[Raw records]
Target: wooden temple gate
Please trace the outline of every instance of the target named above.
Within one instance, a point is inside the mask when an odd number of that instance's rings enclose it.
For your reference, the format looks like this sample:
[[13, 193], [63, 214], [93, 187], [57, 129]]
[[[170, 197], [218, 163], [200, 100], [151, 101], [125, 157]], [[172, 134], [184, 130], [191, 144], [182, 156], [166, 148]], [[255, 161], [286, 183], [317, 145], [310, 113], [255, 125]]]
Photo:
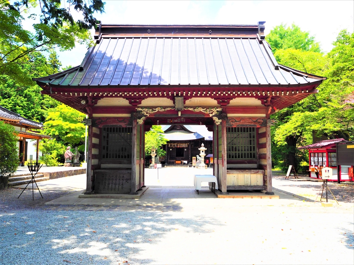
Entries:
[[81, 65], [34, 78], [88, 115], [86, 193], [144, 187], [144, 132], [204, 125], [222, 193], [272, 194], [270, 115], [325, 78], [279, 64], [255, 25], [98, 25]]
...
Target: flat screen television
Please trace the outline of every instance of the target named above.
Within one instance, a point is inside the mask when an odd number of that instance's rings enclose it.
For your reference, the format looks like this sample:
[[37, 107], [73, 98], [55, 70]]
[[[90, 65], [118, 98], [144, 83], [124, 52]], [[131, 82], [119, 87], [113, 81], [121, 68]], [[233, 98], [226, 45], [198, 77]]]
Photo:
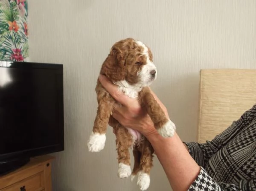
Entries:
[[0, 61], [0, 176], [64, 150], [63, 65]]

Prompt
Copy out the rows word for word, starting with the line that contains "Target: wooden temple gate" and going on through the line that contains "25], [98, 25]]", both included. Leave the pictures out of your copy.

Solution below
Target: wooden temple gate
Please trace the outline of every instance of the target named above.
Within one instance, a point is inside the mask when an odd number of that instance's rings enclose it.
For your reference, the format looks like this sample:
[[13, 193], [63, 214], [93, 187], [57, 129]]
[[[170, 197], [218, 163], [200, 100], [151, 101], [125, 157]], [[172, 134], [184, 130], [191, 144], [182, 156], [166, 148]], [[255, 161], [286, 183], [317, 145], [310, 113], [255, 125]]]
Photo:
Entries:
[[81, 65], [34, 78], [88, 115], [86, 193], [144, 187], [144, 132], [204, 125], [222, 193], [272, 194], [270, 115], [325, 78], [279, 64], [255, 25], [98, 25]]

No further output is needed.